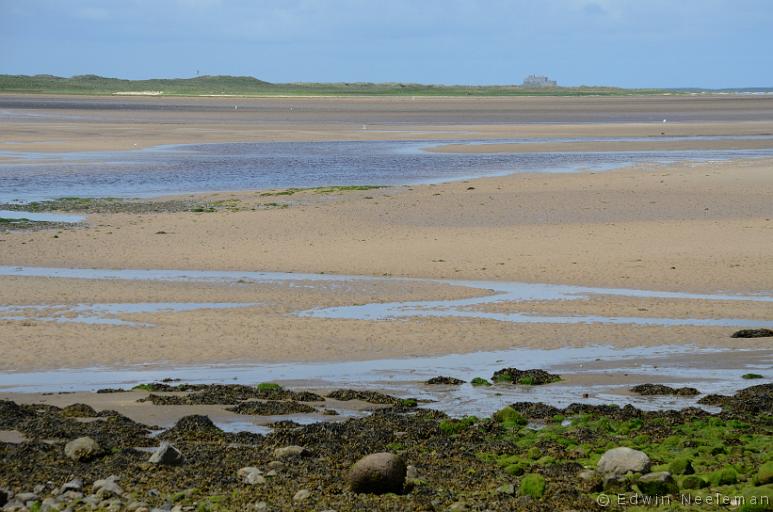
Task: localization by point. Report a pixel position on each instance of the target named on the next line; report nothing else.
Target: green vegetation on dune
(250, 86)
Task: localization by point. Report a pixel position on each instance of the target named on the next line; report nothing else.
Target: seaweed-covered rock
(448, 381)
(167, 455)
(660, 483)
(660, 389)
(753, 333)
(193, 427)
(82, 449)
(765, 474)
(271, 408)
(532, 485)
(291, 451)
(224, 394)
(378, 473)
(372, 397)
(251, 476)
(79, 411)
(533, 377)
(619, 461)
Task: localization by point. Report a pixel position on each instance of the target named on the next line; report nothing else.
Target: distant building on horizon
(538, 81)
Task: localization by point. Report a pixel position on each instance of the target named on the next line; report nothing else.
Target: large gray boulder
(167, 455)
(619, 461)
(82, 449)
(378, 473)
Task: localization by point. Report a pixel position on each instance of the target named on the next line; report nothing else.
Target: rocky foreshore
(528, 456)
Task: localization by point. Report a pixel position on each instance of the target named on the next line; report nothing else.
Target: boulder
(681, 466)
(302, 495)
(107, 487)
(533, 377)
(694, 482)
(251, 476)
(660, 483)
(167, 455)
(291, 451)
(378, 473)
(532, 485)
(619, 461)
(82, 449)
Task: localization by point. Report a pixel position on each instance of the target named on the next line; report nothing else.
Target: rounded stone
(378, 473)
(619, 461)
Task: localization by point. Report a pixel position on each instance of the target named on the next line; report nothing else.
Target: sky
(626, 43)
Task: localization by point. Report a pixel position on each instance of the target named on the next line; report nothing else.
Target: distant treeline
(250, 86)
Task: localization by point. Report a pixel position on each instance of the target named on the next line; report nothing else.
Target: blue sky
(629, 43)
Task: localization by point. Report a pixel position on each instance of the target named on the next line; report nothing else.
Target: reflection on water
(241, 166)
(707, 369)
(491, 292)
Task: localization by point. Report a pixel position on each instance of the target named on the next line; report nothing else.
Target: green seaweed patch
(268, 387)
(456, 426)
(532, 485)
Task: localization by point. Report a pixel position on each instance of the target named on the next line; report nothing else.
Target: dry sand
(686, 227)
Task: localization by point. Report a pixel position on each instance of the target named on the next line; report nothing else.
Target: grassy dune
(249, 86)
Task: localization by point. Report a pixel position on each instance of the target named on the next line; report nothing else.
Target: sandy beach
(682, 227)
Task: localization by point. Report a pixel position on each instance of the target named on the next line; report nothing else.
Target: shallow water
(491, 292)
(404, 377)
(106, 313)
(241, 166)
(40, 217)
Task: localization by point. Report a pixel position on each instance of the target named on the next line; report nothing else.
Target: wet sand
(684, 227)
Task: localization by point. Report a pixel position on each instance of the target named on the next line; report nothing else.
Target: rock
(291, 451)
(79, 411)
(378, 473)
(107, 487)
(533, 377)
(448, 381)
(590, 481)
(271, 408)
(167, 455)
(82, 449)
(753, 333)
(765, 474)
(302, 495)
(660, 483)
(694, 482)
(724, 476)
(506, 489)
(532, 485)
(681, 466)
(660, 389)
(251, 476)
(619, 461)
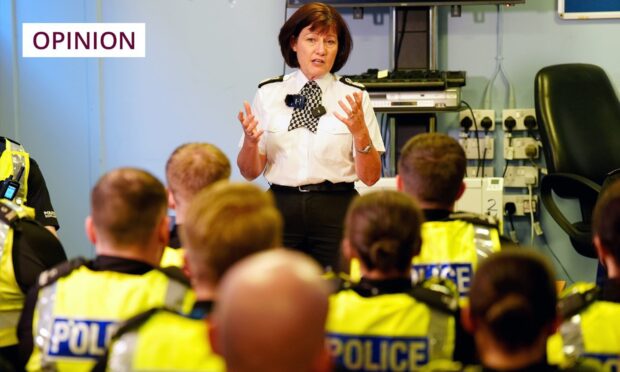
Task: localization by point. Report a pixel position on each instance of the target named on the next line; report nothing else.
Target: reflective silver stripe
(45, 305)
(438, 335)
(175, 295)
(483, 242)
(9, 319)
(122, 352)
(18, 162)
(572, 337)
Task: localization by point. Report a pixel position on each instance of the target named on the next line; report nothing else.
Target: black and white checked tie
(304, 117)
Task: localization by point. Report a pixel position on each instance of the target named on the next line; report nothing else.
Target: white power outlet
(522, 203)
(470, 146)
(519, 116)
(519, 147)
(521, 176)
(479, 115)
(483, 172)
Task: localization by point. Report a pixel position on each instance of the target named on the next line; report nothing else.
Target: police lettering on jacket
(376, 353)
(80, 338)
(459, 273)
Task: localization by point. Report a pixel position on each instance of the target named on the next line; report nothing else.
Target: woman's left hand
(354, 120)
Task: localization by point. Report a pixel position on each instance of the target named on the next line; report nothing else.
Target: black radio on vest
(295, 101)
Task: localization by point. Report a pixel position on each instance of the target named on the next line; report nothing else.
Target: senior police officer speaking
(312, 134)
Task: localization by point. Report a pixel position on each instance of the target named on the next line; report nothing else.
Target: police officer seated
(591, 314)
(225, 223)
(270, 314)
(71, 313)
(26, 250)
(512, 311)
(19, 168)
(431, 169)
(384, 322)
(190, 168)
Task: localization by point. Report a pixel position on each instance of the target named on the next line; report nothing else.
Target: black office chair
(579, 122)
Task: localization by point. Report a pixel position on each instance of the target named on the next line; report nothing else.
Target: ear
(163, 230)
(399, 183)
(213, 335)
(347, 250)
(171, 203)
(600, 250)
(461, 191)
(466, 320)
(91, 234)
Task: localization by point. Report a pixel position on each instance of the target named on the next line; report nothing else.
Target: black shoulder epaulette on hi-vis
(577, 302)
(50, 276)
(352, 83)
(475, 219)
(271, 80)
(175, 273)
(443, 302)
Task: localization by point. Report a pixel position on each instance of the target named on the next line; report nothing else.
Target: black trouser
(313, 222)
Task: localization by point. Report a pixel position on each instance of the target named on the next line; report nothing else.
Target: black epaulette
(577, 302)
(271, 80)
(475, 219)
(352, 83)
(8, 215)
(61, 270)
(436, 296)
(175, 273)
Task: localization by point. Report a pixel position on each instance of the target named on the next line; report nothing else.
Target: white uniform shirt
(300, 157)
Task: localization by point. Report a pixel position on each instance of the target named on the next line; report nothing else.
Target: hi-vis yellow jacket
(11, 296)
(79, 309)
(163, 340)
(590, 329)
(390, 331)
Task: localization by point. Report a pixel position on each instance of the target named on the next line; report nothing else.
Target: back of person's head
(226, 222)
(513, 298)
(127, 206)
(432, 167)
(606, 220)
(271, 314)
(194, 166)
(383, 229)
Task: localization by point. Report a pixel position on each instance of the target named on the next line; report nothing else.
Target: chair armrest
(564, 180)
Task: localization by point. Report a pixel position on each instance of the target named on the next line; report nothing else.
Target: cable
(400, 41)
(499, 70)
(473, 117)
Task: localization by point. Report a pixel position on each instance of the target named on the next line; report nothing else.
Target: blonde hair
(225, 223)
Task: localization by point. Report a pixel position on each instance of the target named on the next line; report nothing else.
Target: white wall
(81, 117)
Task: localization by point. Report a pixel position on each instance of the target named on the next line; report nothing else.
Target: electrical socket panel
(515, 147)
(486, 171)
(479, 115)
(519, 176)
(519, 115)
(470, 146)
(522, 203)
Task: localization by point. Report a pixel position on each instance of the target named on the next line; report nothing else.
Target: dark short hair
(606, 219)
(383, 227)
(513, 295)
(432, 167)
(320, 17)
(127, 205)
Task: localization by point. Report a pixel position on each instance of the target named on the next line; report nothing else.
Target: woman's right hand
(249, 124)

Task instructions: Please pull out every line of the data above that contains the word "chair", and copy each one unchanged.

Response to the task:
Target: black office chair
Target: chair armrest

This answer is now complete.